Region pointing data:
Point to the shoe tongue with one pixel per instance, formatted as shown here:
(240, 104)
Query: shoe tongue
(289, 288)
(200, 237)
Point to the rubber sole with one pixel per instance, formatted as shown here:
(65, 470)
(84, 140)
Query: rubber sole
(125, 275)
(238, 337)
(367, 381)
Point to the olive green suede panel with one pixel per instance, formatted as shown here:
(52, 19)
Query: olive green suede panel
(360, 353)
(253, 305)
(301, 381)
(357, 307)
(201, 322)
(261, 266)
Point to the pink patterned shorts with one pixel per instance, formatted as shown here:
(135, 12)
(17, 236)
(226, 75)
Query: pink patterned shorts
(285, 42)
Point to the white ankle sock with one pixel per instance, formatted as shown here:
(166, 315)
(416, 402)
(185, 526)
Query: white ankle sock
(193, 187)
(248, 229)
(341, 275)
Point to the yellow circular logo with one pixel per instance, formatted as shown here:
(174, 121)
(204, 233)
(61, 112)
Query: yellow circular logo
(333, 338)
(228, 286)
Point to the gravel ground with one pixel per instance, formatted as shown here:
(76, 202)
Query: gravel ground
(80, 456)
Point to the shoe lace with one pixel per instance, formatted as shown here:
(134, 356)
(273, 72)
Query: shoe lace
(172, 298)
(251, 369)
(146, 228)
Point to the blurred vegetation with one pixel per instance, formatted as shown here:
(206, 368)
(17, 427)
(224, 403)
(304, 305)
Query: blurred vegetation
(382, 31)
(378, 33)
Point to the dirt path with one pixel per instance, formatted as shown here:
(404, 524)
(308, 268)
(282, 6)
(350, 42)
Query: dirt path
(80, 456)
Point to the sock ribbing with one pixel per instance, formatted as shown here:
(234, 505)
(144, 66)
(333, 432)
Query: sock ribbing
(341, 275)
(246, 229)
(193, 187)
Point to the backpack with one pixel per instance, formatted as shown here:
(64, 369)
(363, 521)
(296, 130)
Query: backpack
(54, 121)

- ASSIGNMENT
Filter the data above down to lines with the word "here", and copy them.

- TASK ANSWER
Point to the shoe tongue with one pixel per instance, formatted as shown here:
Point to the rubber sole with one pixel per instance, formatted as shown here:
Point to the olive green suede panel with one pixel per instance, formatted as shown here:
Point to the pink patterned shorts with one pixel per instance, formatted as shown here:
Point to the white ankle sock with one pixel per instance, formatted as shown here:
Point to the yellow circular logo with one pixel per instance, formatted as shown here:
Point to the gravel ground with one pixel per instance, formatted as shown here:
Point to the shoe lace with one pixel per instance, formatted as shown here:
Point to the blurred vegetation with one pixel per instance, formatted as shown here:
Point to the dirt path with one pixel per instance, formatted as shown here:
Point to the sock ribbing with one pixel per instance, formatted as shown here:
Point to the backpack with one pixel per instance, formatted as shown here:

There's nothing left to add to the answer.